» TASK OBJECTIVE: Transcribe the entries below exactly; leave every image out.

[Point labeling examples]
****

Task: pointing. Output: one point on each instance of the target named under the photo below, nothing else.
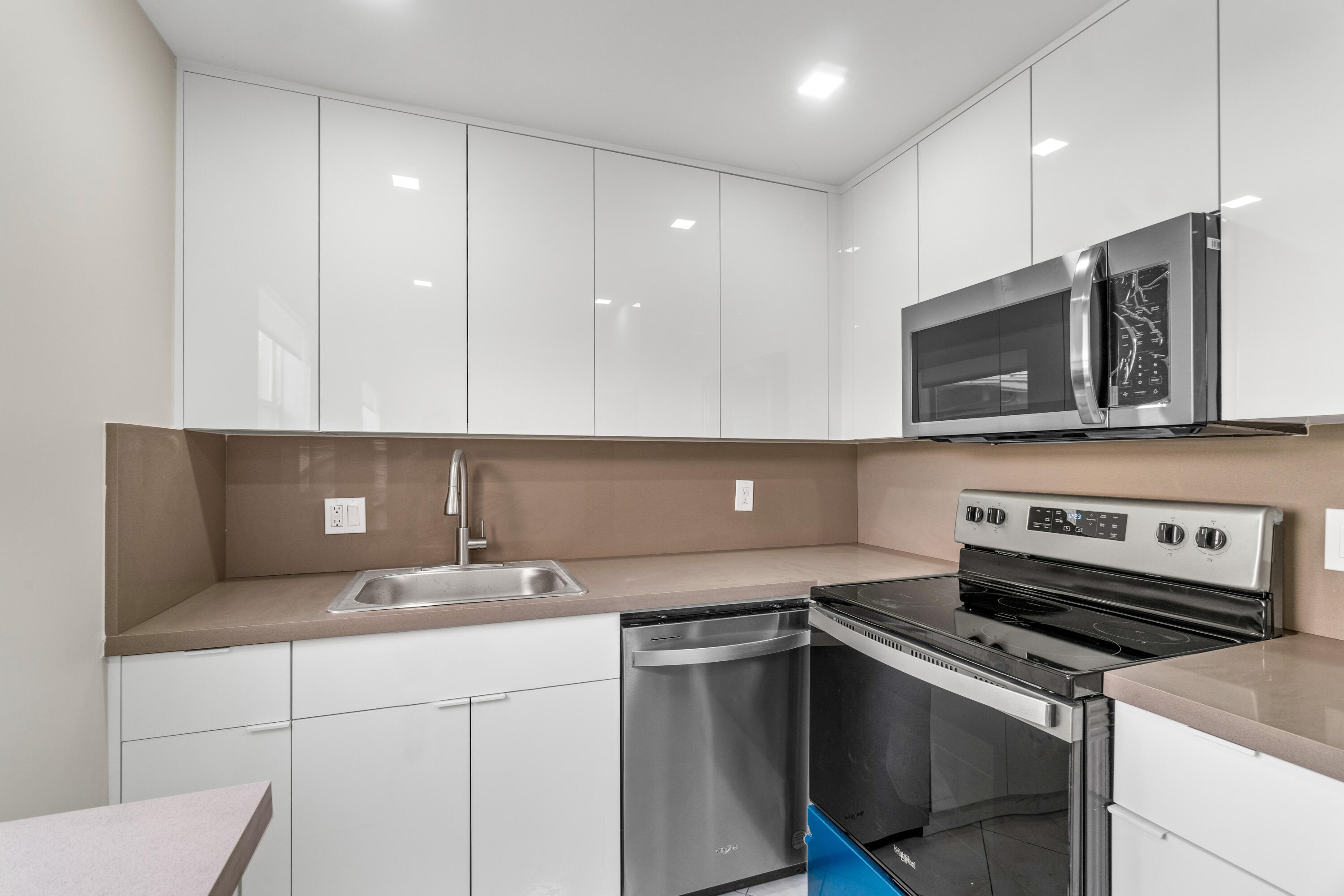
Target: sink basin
(431, 586)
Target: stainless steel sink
(429, 586)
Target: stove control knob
(1211, 539)
(1170, 534)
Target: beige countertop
(293, 607)
(190, 845)
(1284, 698)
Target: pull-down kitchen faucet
(456, 505)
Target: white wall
(86, 289)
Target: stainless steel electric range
(959, 735)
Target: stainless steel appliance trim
(941, 671)
(721, 653)
(1084, 328)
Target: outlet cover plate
(345, 516)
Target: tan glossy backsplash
(908, 493)
(539, 499)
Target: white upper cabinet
(975, 193)
(393, 272)
(530, 285)
(881, 277)
(775, 311)
(658, 297)
(1281, 132)
(1135, 97)
(249, 256)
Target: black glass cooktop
(1035, 636)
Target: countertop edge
(1256, 735)
(451, 617)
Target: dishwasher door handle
(722, 653)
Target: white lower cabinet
(209, 759)
(546, 792)
(1150, 862)
(382, 802)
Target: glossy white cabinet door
(882, 258)
(546, 792)
(1136, 99)
(1279, 821)
(1283, 131)
(1150, 862)
(975, 193)
(658, 297)
(205, 761)
(249, 256)
(530, 285)
(382, 802)
(775, 311)
(393, 272)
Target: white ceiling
(710, 80)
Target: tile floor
(796, 886)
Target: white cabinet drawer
(1277, 821)
(1148, 862)
(175, 694)
(373, 671)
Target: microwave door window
(957, 369)
(1034, 357)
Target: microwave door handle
(1084, 326)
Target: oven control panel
(1219, 544)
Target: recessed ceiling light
(823, 82)
(1047, 147)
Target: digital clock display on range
(1089, 524)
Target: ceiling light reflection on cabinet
(1047, 147)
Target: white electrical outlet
(1335, 539)
(345, 516)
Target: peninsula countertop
(293, 607)
(1283, 698)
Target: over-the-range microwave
(1119, 340)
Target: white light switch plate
(345, 516)
(1334, 540)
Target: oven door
(956, 782)
(1017, 354)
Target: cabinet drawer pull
(1137, 821)
(1225, 743)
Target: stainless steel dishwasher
(714, 747)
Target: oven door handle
(1084, 334)
(1021, 706)
(721, 653)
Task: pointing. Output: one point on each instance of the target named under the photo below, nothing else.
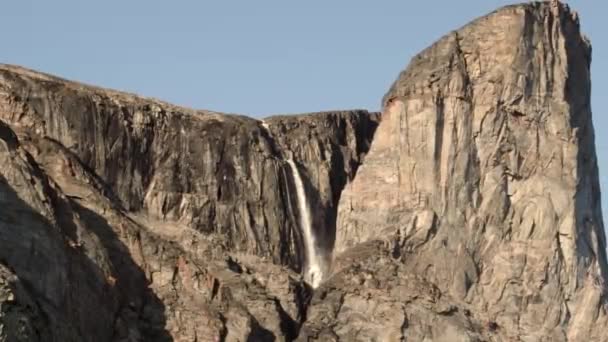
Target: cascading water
(313, 270)
(313, 273)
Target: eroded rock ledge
(473, 216)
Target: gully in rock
(313, 269)
(313, 273)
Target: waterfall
(313, 269)
(313, 273)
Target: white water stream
(313, 273)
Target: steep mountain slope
(469, 210)
(483, 176)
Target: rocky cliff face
(483, 176)
(469, 212)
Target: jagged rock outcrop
(217, 173)
(483, 176)
(473, 215)
(165, 220)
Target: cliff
(468, 210)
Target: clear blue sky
(255, 57)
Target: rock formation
(469, 210)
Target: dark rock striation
(469, 210)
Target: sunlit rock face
(483, 175)
(468, 210)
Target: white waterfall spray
(313, 273)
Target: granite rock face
(172, 224)
(483, 176)
(469, 210)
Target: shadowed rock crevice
(475, 215)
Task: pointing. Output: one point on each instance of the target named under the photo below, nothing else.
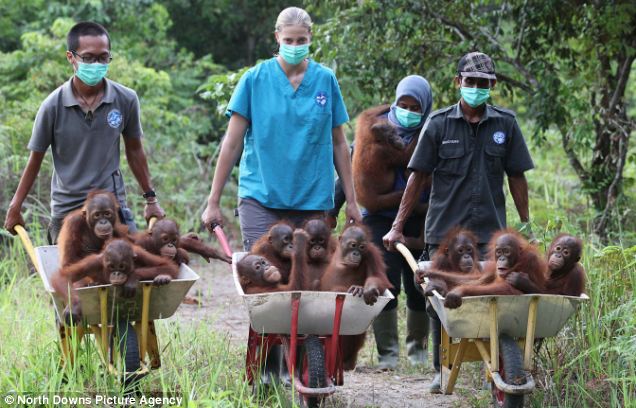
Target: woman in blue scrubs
(286, 117)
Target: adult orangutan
(509, 253)
(378, 152)
(456, 262)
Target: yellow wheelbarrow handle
(28, 245)
(151, 222)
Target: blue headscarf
(418, 88)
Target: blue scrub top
(287, 160)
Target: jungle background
(565, 67)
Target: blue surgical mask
(407, 118)
(475, 96)
(293, 54)
(91, 74)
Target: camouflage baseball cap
(476, 65)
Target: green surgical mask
(91, 74)
(293, 54)
(475, 96)
(407, 118)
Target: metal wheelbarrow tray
(271, 312)
(163, 303)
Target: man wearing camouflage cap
(466, 148)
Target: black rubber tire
(124, 340)
(313, 355)
(511, 363)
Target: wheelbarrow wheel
(123, 340)
(511, 370)
(311, 367)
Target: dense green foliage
(564, 67)
(563, 64)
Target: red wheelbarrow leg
(253, 356)
(293, 334)
(333, 355)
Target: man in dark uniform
(466, 148)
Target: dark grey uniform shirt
(85, 152)
(468, 169)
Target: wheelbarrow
(308, 325)
(123, 327)
(500, 331)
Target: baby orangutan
(164, 239)
(455, 262)
(258, 275)
(511, 256)
(566, 275)
(119, 264)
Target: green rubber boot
(386, 339)
(417, 336)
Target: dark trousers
(397, 269)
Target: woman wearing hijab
(407, 114)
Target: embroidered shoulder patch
(499, 137)
(114, 118)
(321, 98)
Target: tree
(568, 62)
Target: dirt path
(364, 387)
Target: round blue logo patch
(114, 118)
(499, 137)
(321, 99)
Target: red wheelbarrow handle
(220, 235)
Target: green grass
(199, 364)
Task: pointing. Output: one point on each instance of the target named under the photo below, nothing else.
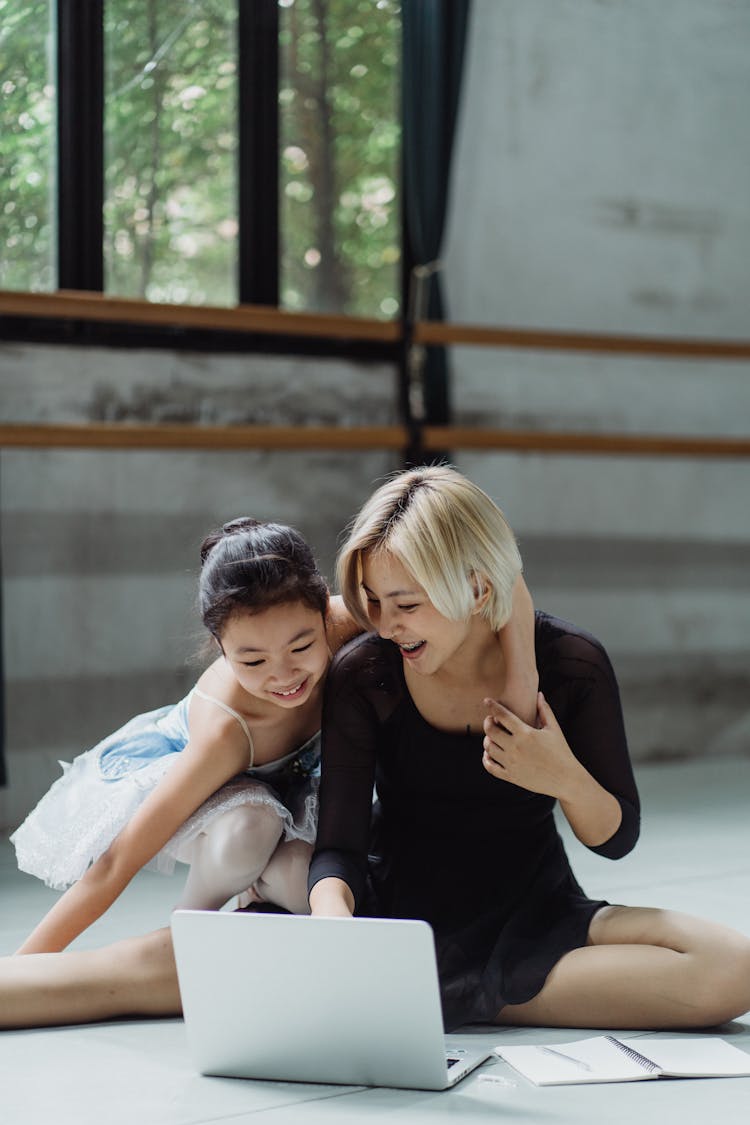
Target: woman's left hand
(536, 758)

****

» FINISHED ANSWER:
Task: pointing. Output: one point on each instance of the target named under the photo below, nothing else.
Target: sink basin
(431, 586)
Target: stainless steel sink
(429, 586)
Target: stove control knob
(1211, 539)
(1170, 534)
Target: beige countertop
(293, 607)
(190, 845)
(1284, 698)
Target: pull-down kitchen faucet
(456, 505)
Target: white wall
(86, 289)
Target: stainless steel electric range
(959, 735)
Target: stainless steel appliance trim
(941, 671)
(721, 653)
(1084, 328)
Target: outlet cover plate
(345, 516)
Target: tan glossy backsplash
(908, 493)
(539, 499)
Target: white upper cabinet
(975, 193)
(393, 272)
(530, 285)
(881, 277)
(775, 311)
(658, 297)
(1281, 132)
(1135, 97)
(249, 256)
Target: black glass cooktop
(1035, 636)
Target: countertop edge
(1256, 735)
(451, 617)
Target: dishwasher door handle
(722, 653)
Target: white lower cabinet
(209, 759)
(546, 792)
(1150, 862)
(382, 802)
Target: glossy white cabinet door
(882, 258)
(546, 792)
(1136, 99)
(1279, 821)
(1283, 131)
(1150, 862)
(975, 193)
(658, 297)
(205, 761)
(249, 256)
(530, 285)
(382, 802)
(775, 311)
(393, 272)
Target: white ceiling
(710, 80)
Target: tile floor
(796, 886)
Target: white cabinet drawer
(1277, 821)
(1148, 862)
(175, 694)
(373, 671)
Target: microwave door window
(957, 369)
(1034, 357)
Target: microwave door handle
(1084, 326)
Target: oven control panel
(1219, 544)
Target: recessed ceiling light
(823, 82)
(1047, 147)
Target: digital clock display on range
(1089, 524)
Target: ceiling light reflection on cabinet
(1047, 147)
Target: white electrical outlet
(1335, 539)
(345, 516)
Target: peninsula countertop
(293, 607)
(1283, 698)
Target: over-the-range microwave
(1119, 340)
Target: white light switch plate
(345, 516)
(1334, 540)
Target: oven door
(956, 782)
(1017, 354)
Target: cabinet drawer pull
(1137, 821)
(1225, 743)
Target: stainless steel dishwasher
(714, 747)
Target: oven door handle
(1084, 334)
(1021, 706)
(721, 653)
Task: pointing. Output: one point on each instance of the target named under the photo below, nothing else.
Target: cascading water
(313, 270)
(313, 273)
Target: eroded rock ledge
(473, 216)
Target: gully in rock
(313, 269)
(313, 273)
Target: waterfall
(313, 269)
(313, 273)
Target: white water stream
(313, 273)
Target: steep mountain slope
(469, 210)
(483, 176)
Target: rocky cliff face
(483, 176)
(469, 212)
Target: jagged rock outcrop
(217, 173)
(483, 176)
(473, 215)
(165, 220)
Target: cliff
(468, 210)
Target: clear blue sky
(255, 57)
Target: rock formation
(469, 210)
Target: dark rock striation
(469, 210)
Target: sunlit rock face
(483, 175)
(468, 210)
Target: white waterfall spray
(313, 273)
Target: granite rock face
(172, 224)
(483, 176)
(469, 210)
Target: shadowed rock crevice
(475, 215)
Task: pointing. Output: one point on each instance of the target named under the photo below, nothing else.
Target: woman in blue scrubs
(286, 117)
Target: adult orangutan
(509, 253)
(378, 152)
(456, 262)
Target: yellow wheelbarrow handle
(28, 245)
(151, 222)
Target: blue headscarf
(418, 88)
Target: blue scrub top
(287, 160)
Target: jungle background
(565, 67)
Target: blue surgical mask
(407, 118)
(475, 96)
(293, 54)
(91, 74)
Target: camouflage baseball cap
(476, 65)
Target: green surgical mask
(91, 74)
(293, 54)
(475, 96)
(407, 118)
Target: metal wheelbarrow tray
(271, 312)
(163, 303)
Target: man wearing camouflage cap
(466, 148)
Target: black rubber tire
(124, 340)
(313, 355)
(511, 363)
Target: wheelbarrow wheel
(123, 340)
(511, 370)
(311, 367)
Target: dense green foliage
(564, 67)
(563, 64)
Target: red wheelbarrow leg
(253, 356)
(293, 334)
(333, 355)
Target: man in dark uniform
(466, 148)
Target: dark grey uniform shirt
(85, 152)
(468, 169)
Target: wheelbarrow
(308, 325)
(123, 327)
(500, 331)
Target: baby orangutan
(164, 239)
(455, 262)
(258, 275)
(511, 256)
(566, 275)
(119, 264)
Target: green rubber boot
(386, 339)
(417, 336)
Target: dark trousers
(397, 269)
Target: woman wearing hijab
(407, 114)
Target: embroidered shoulder patch
(499, 137)
(114, 118)
(321, 98)
Target: tree
(568, 62)
Target: dirt path
(364, 387)
Target: round blue logo patch
(114, 118)
(499, 137)
(321, 99)
Target: red wheelbarrow handle
(220, 235)
Target: green grass
(199, 364)
Task: pointing. Output: one point on each instance of the target named under the photo below, nothing else.
Target: woman's left hand
(536, 758)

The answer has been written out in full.